Written problem: Could you copy out all the rows below, swapping "single dot" for "single point" wherever it occurs and leaving every other word as it stands?

— BEGIN —

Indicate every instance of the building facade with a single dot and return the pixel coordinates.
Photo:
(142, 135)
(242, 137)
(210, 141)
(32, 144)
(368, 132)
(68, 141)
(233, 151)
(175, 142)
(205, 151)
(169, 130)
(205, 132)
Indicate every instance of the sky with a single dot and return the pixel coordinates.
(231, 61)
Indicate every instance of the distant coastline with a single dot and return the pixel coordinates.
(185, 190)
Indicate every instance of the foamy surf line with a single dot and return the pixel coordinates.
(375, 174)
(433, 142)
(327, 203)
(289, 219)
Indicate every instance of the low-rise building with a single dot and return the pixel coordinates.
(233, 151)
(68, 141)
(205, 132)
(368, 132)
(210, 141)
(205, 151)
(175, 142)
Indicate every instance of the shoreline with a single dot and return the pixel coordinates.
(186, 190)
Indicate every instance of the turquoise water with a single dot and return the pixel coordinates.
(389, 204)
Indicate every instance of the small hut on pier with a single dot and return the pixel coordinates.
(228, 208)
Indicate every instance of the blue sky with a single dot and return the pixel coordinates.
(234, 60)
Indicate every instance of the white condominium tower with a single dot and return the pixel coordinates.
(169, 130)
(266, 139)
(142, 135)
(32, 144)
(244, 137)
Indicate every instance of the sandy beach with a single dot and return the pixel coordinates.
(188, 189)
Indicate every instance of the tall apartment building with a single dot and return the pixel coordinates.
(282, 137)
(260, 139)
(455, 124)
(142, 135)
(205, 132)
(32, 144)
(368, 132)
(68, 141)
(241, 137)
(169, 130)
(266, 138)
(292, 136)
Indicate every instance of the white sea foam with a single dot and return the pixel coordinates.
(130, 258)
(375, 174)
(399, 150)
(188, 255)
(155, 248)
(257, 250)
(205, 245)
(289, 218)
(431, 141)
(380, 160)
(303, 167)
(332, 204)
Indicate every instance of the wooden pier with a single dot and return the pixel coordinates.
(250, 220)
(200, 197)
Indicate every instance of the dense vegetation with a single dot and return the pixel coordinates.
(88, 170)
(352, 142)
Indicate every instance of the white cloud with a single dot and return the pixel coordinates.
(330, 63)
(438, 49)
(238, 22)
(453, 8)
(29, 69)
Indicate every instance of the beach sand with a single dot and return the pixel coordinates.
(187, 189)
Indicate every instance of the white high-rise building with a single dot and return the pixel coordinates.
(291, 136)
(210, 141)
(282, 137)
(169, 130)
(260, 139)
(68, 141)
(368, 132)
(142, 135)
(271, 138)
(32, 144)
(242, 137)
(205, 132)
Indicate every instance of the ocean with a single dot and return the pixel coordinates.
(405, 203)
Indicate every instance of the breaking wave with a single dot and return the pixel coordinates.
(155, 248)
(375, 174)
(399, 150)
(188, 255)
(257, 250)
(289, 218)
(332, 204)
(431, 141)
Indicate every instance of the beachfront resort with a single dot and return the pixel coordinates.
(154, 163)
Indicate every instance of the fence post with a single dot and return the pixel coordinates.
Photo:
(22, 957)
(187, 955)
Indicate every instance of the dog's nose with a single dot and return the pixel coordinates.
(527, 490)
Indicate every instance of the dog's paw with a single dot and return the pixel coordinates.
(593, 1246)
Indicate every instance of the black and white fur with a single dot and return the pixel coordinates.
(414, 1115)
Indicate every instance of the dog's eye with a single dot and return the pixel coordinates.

— END —

Output of the task:
Indicate every instance of the building facade with a single point and return the pixel coordinates.
Photo:
(142, 135)
(242, 137)
(210, 141)
(32, 144)
(368, 132)
(68, 141)
(233, 151)
(175, 142)
(205, 151)
(169, 130)
(205, 132)
Indicate every instance of the sky with a single point and return the pixel coordinates.
(231, 61)
Indicate every instance of the distant coastline with a single point and return the pixel coordinates.
(185, 190)
Indicate every instance of the foamy surf line with a single point and return the pixel coordinates.
(375, 174)
(433, 142)
(327, 203)
(289, 219)
Indicate every instance of the low-rise building with a single point and return the pixel coordinates.
(233, 151)
(68, 141)
(205, 132)
(368, 132)
(210, 141)
(205, 151)
(175, 142)
Indicate every instance of the shoreline with a single point and return the pixel coordinates.
(186, 190)
Indicate every instance of the turquoise water with a single point and return the pixel coordinates.
(389, 204)
Indicate every instance of the small hut on pier with a single point and return the pixel coordinates.
(228, 208)
Indicate every instance of the blue sky with a single point and return the pixel coordinates.
(234, 60)
Indicate every instance of the white condominium tower with a single point and return the pixel coordinates.
(169, 130)
(266, 139)
(142, 135)
(32, 144)
(244, 137)
Indicate every instance of the sandy beach with a single point and return the pixel coordinates.
(188, 189)
Indicate every instance of the tall apartment building with a single point and return the pixel coordinates.
(282, 137)
(260, 139)
(455, 124)
(142, 135)
(205, 132)
(32, 144)
(368, 132)
(68, 141)
(241, 137)
(169, 130)
(266, 138)
(292, 136)
Indicate every instance of the white sea foam with a single point and return the pixel coordinates.
(130, 258)
(375, 174)
(399, 150)
(188, 255)
(155, 248)
(257, 250)
(205, 245)
(289, 218)
(431, 141)
(380, 160)
(303, 167)
(332, 204)
Indicate every instance of the wooden pier with a single point and return the pixel coordinates.
(250, 220)
(200, 197)
Indicate every instance of the dense vegetation with a single point and return the pixel coordinates.
(88, 170)
(352, 142)
Indicate every instance of the white cloud with a single point and return the pixel coordinates.
(330, 63)
(438, 49)
(238, 22)
(453, 8)
(29, 69)
Indicate every instance of the beach sand with a single point and return the pixel coordinates.
(187, 189)
Indicate every instance of the white high-rise building with a single point and return the pixel coordinates.
(291, 136)
(210, 141)
(282, 137)
(169, 130)
(260, 139)
(68, 141)
(368, 132)
(142, 135)
(271, 138)
(32, 144)
(242, 137)
(205, 132)
Indicate every instance of the ocean with a single point and return the pixel coordinates.
(405, 203)
Indicate every instance of the breaking wave with a single point and return the pixel coordinates.
(155, 248)
(375, 174)
(399, 150)
(188, 255)
(257, 250)
(289, 218)
(332, 204)
(431, 141)
Indicate every instance of the beachfront resort with a single point and return the pixel coordinates.
(154, 163)
Indicate every instance of the fence post with a single point and return the pixel coordinates.
Photo:
(22, 957)
(187, 955)
Indicate every instance of the dog's nose with a single point and return the pixel coordinates.
(527, 490)
Indicate every instance of the dog's paw with a single point and return the pixel coordinates.
(593, 1246)
Indicate every instance of the black and white fur with a single point and return the pixel coordinates.
(414, 1115)
Indicate every instance of the dog's eye with a single point and return the pixel coordinates.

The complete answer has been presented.